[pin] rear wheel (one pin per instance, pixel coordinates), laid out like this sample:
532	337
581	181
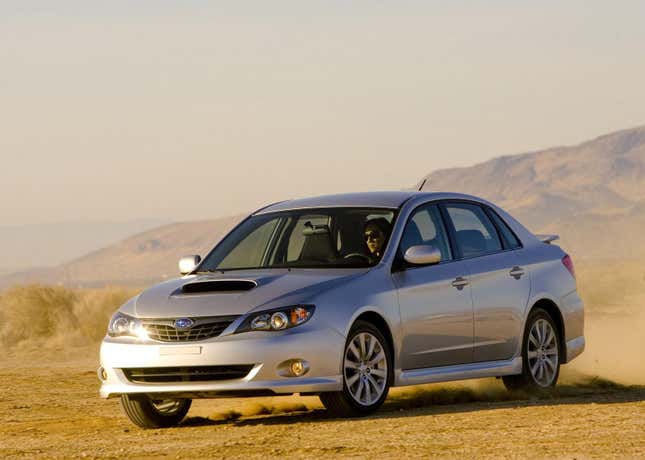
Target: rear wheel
154	413
540	355
367	373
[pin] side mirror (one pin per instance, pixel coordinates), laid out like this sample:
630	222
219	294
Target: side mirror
423	254
188	263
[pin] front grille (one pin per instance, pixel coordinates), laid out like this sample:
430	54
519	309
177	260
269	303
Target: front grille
168	333
186	374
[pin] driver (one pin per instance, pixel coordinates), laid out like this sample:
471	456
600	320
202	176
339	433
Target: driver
376	232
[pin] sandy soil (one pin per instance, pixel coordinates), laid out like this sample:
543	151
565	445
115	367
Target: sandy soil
51	409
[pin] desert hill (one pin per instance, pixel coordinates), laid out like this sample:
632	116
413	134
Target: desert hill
138	260
592	194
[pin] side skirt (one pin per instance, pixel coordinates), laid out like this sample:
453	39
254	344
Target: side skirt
458	372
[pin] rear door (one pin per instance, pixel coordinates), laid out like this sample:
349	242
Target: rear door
500	285
435	301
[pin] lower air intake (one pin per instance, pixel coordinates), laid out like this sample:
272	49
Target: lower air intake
186	374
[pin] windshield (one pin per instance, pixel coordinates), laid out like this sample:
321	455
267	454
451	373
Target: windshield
305	238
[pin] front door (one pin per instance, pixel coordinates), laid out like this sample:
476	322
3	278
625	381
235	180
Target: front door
435	301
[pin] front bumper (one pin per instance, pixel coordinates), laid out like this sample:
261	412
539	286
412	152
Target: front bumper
322	349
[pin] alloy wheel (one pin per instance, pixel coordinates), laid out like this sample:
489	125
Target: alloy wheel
365	368
542	352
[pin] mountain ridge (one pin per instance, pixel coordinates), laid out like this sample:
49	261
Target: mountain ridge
591	193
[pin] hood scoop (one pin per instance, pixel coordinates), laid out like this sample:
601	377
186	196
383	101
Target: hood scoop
200	287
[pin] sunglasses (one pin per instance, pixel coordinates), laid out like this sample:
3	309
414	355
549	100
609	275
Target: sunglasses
373	235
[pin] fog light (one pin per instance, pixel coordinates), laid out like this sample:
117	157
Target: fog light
297	368
293	368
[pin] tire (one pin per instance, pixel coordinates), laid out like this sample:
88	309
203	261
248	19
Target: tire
366	376
540	355
148	413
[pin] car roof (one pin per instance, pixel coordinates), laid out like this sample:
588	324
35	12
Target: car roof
388	199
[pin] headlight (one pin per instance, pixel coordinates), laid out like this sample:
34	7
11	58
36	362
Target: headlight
122	325
277	319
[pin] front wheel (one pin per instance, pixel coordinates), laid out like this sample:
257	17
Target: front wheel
540	355
367	373
154	413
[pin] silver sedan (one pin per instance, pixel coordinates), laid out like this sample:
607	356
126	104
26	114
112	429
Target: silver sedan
343	297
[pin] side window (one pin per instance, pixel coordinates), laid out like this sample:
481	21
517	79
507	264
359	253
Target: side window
426	227
297	240
250	251
510	240
476	234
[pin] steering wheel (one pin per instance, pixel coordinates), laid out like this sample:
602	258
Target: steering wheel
367	258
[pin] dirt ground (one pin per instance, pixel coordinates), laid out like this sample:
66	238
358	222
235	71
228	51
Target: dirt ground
50	408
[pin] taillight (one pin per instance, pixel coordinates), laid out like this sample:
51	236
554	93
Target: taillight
568	263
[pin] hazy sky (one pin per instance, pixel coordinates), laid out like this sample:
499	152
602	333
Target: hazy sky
118	110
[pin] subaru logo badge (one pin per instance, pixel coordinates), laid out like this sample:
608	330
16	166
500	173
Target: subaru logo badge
184	323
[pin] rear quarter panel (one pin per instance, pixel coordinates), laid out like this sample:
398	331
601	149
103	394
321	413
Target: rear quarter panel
551	280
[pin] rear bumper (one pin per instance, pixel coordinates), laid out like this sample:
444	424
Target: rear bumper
321	349
575	347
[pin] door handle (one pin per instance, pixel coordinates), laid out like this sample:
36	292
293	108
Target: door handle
460	282
516	272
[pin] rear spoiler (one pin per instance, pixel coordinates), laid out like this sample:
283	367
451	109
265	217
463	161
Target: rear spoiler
548	239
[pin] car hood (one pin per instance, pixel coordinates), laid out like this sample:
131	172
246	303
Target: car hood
237	292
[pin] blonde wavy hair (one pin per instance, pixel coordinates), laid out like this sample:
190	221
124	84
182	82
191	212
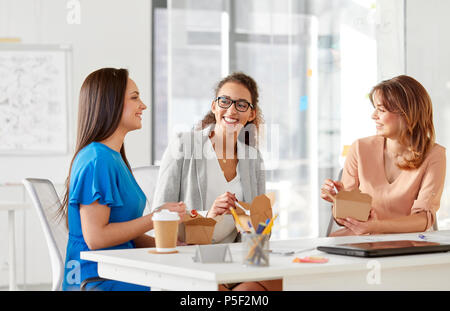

[YOUR INSTRUCTIONS]: Pictures excluded, quote all the data above exactly.

[TASK OUTPUT]:
[pin] rear wheel (one pin per instance, pixel coordinates), laid out like this sample:
532	337
581	181
Target: rear wheel
154	413
540	355
367	373
[pin] side mirror (one pin per instance, pixel coordinates), laid out like this sample:
630	222
219	294
Target: side mirror
423	254
188	263
[pin] front grille (one pin per instance, pixel coordinates), laid out like this sample:
430	54
519	309
177	260
269	303
Target: front grille
168	333
186	374
[pin] driver (one pin per instance, pixel coordinates), laid out like this sample:
471	456
600	320
202	176
339	433
Target: driver
376	232
[pin] sandy soil (one pin per instance, pixel coordinates), laid out like this sample:
543	151
565	445
115	367
Target: sandy soil
51	409
[pin] desert hill (one pin per instance, pixel coordinates), laid out like this sample:
632	116
413	134
Target: desert hill
138	260
592	194
[pin] side skirt (one pin per instance, pixel coordinates), laid out like this sample:
453	39
254	344
Target: side skirt
458	372
[pin] rear door (one pin per instance, pixel coordinates), laid out like this sample:
349	242
Target: rear door
500	285
435	301
[pin] lower air intake (one pin per instance, pixel coordinates), laid out like this sample:
272	49
Target: lower air intake
186	374
[pin] windshield (one pin per instance, pixel coordinates), laid out like this sample:
321	455
267	454
451	373
Target: windshield
305	238
[pin] front door (one pin per instance, pixel coordinates), laid out like this sample:
476	322
3	278
625	381
235	180
Target: front door
435	301
[pin] front bumper (one pin per instance, pixel coordinates), laid out like this sample:
261	412
539	286
412	152
Target: front bumper
322	349
[pin] alloy wheel (one pin per instance, pixel coordinates), laid out like this sample:
489	125
Target: alloy wheel
365	368
542	352
[pin] mountain ridge (one pin per instance, pixel coordinates), laid out like this sample:
49	261
Target: mountain ridge
591	193
[pin] hood scoop (one pin per instance, pixel coordinates), laid out like this sample:
601	377
186	196
383	101
Target: hood scoop
200	287
[pin] sunglasses (one pin per instance, pixel coordinates), laid out like this sample:
3	309
414	355
549	100
609	275
Target: sunglasses
373	235
[pin] fog light (one pin per instance, pixel coordinates), laid out like this sample:
117	157
Target: fog light
297	368
293	368
[pin] tire (one pin per instance, pixel coordinates), laid out like this sample:
88	309
203	261
248	19
Target: tire
366	376
540	355
148	413
[pin] car roof (one pin per instance, pixel coordinates), laid out like this sample:
588	324
35	12
Target: car roof
388	199
[pin] headlight (one pin per instance, pixel coordinates), laid out like this sample:
34	7
11	58
36	362
Target: headlight
122	325
277	319
[pin] front wheel (one pin per instance, pixel coordinates), laid out like this sample:
257	17
Target: front wheel
540	355
367	373
154	413
[pin] silver sedan (one pin per instance, pixel coordinates), laid out like this sample:
607	356
126	104
26	114
112	429
Target: silver sedan
343	297
[pin] side window (one pin per instance, pixel coordinates), laid out like this sample:
481	21
517	79
507	264
359	253
Target: side window
426	227
297	240
250	251
510	240
476	234
[pin] steering wheel (one pin per instance, pixel coordinates), laid out like this sample:
602	258
Target: steering wheel
367	258
[pin] dirt ground (one pin per instance, pixel coordinates), laid out like this sample:
66	238
358	222
235	71
228	51
Target: dirt ground
50	408
[pin] taillight (one pin per instance, pixel coordinates), laid out like this sample:
51	236
554	93
Target: taillight
568	263
[pin] hazy sky (one pin per instance, pixel coordinates), laid out like this sample:
499	152
602	333
Target: hazy sky
118	110
[pin] subaru logo badge (one pin per instance, pixel coordinates), laid out like this sample:
608	330
16	166
500	173
Target: subaru logo badge
184	323
[pin] rear quarter panel (one pin per instance, pixel coordinates), laid out like this sample:
398	331
601	149
103	394
321	413
Target: rear quarter panel
551	280
[pin] rear bumper (one pin per instance, pixel coordinates), laid out like this sample:
444	424
Target: rear bumper
321	349
575	347
[pin] door handle (one pin per instance, pixel coordinates), laid out like this sample:
36	292
293	108
Target: door handle
460	282
516	272
[pin] rear spoiler (one pin per instance, pixel coordinates), laid out like this sample:
283	367
451	109
265	217
463	161
Target: rear spoiler
548	239
[pin] car hood (one pin per instance, pixel coordinates), laid out like this sample:
131	172
246	303
Target: car hood
237	292
[pin] blonde wavy hair (one pin per instance, pixel coordinates), laid out like this sample:
190	221
124	84
182	82
191	212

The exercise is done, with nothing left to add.